* _Data for the task_:
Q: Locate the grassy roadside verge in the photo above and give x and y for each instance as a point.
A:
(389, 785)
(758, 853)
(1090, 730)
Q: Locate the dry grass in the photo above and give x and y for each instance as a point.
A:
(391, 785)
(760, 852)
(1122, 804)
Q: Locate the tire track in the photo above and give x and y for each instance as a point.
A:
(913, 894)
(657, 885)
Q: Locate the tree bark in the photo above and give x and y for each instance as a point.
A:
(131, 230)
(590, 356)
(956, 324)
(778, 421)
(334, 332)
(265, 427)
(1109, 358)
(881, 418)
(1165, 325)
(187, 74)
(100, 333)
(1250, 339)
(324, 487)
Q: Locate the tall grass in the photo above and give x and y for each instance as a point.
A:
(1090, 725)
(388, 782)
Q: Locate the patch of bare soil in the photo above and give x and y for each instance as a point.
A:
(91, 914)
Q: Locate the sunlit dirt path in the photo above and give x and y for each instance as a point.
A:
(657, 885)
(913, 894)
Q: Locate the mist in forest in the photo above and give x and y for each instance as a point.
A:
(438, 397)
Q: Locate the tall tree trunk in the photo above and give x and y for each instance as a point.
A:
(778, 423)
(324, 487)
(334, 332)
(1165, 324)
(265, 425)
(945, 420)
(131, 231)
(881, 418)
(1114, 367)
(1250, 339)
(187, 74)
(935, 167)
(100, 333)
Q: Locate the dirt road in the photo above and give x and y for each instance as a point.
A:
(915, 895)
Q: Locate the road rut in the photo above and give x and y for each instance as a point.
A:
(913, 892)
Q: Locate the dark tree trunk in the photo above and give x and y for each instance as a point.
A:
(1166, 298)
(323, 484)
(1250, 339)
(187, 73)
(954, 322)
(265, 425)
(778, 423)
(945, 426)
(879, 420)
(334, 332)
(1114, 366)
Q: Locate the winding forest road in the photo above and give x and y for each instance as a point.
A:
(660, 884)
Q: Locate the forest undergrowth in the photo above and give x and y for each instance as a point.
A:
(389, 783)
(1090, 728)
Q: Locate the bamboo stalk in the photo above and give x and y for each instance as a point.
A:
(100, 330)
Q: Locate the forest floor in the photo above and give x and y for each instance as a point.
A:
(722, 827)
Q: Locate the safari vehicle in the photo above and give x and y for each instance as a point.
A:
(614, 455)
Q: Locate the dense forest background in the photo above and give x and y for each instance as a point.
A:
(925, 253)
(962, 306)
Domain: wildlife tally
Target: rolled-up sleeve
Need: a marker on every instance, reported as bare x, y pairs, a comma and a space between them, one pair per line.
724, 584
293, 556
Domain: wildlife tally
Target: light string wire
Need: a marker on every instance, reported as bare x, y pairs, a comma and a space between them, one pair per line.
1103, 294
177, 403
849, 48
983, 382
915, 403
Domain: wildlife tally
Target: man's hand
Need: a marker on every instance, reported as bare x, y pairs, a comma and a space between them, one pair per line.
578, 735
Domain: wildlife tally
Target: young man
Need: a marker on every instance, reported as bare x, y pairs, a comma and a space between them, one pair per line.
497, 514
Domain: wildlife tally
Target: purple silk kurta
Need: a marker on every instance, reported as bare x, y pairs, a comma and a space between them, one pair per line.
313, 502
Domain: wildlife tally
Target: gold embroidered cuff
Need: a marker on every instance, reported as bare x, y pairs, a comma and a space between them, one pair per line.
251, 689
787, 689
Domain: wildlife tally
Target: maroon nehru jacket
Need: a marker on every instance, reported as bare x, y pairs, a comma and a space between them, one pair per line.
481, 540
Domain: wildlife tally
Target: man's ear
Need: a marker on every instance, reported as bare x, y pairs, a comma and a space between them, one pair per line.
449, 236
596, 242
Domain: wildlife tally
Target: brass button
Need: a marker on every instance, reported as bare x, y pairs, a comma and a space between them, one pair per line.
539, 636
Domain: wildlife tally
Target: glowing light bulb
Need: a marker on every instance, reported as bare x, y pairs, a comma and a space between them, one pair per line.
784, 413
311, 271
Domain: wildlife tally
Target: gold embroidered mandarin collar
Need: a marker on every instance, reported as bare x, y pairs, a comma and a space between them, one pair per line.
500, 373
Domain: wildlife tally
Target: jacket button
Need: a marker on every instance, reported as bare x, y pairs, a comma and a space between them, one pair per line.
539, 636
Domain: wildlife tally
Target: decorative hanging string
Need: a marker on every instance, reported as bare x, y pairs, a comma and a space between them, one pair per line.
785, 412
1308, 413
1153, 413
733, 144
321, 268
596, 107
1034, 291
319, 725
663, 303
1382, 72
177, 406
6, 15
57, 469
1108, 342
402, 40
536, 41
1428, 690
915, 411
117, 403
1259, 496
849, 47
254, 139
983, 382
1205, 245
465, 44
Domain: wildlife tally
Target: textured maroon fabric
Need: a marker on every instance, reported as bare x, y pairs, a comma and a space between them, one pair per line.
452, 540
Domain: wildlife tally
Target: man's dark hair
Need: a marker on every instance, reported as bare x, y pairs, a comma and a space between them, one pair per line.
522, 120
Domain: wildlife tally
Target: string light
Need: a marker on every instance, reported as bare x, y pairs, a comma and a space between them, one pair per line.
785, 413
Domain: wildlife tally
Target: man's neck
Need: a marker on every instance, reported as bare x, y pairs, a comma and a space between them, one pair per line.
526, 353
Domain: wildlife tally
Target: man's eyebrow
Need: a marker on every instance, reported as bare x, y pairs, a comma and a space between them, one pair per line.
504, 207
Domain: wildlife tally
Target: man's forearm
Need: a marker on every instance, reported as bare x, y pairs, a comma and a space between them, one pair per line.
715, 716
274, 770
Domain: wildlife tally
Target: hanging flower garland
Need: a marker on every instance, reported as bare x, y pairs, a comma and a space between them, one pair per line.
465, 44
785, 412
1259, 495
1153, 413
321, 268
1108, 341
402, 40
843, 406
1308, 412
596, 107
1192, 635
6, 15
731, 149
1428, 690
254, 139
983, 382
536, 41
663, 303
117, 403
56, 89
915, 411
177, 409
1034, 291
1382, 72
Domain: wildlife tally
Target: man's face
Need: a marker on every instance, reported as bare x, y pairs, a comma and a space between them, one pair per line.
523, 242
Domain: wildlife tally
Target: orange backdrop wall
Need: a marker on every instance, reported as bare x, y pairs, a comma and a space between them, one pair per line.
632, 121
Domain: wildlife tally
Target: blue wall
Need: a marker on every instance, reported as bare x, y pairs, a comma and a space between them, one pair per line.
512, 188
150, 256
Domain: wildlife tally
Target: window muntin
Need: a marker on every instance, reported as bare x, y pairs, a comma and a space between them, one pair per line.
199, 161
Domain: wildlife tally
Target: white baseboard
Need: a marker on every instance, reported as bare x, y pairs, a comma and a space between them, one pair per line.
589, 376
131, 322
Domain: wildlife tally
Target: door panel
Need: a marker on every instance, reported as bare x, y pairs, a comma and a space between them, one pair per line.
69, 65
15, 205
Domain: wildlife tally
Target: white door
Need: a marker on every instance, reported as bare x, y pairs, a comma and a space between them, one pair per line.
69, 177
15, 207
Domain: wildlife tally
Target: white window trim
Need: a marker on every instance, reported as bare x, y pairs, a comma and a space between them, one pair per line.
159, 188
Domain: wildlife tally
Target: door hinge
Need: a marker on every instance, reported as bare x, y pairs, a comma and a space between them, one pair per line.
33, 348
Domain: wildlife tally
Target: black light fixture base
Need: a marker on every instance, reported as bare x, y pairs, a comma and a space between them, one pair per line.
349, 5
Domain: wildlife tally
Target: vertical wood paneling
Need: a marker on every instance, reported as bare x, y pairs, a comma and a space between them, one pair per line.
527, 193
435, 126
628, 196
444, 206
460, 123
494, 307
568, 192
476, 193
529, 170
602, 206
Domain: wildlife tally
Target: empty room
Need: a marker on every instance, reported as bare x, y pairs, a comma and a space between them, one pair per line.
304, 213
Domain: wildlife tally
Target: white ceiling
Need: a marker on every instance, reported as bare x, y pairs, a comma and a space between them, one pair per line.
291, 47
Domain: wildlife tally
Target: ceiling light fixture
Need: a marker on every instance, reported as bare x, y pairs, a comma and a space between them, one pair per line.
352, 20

* _Exercise goal_: Pull out each line in the listing above that contains the word "trunk", and copy those lines in the order they appear.

* _Task output_:
Q: Locate the tall tree trunk in the photo above and give x and y for each instance as a point.
Q: Locate the dark tree trunk in the photo above and give x and y for each instance as a point.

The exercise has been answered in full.